◆ **Extract to read**
┌──
Isis was the most popular Egyptian goddess, even though nothing is known of her origins. However, it is generally believed that she was worshipped in the Delta region, close to Busiris, the oldest known cult centre of Osiris.

She had close associations with every great Egyptian goddess, including Nut, Bastet, and Hathor.

Isis played a prominent role within the relationship of the gods. She was known as the daughter of Ged and Nut, the sister-wife of Osiris, the mother of Horus and the sister of Seth and Nephthys. She was also one of the four goddesses that guarded a corner of the royal sarcophagus. In her particular protection was Pharaoh's liver. Both Isis and Nephthys were known as the chief divine mourners at Pharaohs funeral. But she is most famously known, in mythology, for her quest to find her husband's body, after Osiris had been killed by his brother, Seth. Through the legend of Osiris, Isis typified the faithful wife and devoted mother. And her magical powers, particularly in the care and cure of children, ensured her continuing popularity.
└──
◆ **Information supplied**
┌──
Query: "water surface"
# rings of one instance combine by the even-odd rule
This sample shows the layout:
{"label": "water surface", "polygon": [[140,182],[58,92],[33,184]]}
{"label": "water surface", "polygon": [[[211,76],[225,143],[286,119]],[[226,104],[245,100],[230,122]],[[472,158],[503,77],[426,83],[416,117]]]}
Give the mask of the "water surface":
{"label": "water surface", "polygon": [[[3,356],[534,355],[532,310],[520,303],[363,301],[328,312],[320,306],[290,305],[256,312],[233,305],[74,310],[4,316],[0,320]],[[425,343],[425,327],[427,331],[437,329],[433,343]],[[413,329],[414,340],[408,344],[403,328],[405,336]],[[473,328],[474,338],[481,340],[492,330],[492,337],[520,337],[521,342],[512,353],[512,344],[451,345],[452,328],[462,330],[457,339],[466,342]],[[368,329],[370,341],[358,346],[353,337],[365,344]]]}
└──
◆ **Exercises**
1. According to the passage about Isis, which part of Pharaoh was in her particular protection?
2. Pick out every line of the rows that contains the word "water", treating uppercase and lowercase as different.

◆ **Task-by-task answers**
1. Pharaoh's liver.

2.
Query: "water surface"
{"label": "water surface", "polygon": [[140,182],[58,92],[33,184]]}
{"label": "water surface", "polygon": [[[211,76],[225,143],[286,119]],[[226,104],[245,100],[230,122]],[[472,158],[503,77],[426,83],[416,117]]]}
Give the mask of the "water surface":
{"label": "water surface", "polygon": [[[3,356],[534,355],[532,310],[520,303],[363,301],[328,312],[320,306],[290,305],[256,312],[233,305],[74,310],[4,316],[0,320]],[[425,343],[425,327],[427,331],[437,329],[433,343]],[[413,329],[414,340],[408,344],[403,328],[405,336]],[[473,328],[474,338],[481,340],[492,330],[492,337],[520,337],[521,342],[512,353],[512,344],[451,345],[452,328],[462,330],[457,339],[466,342]],[[368,329],[370,341],[358,346],[353,337],[365,344]]]}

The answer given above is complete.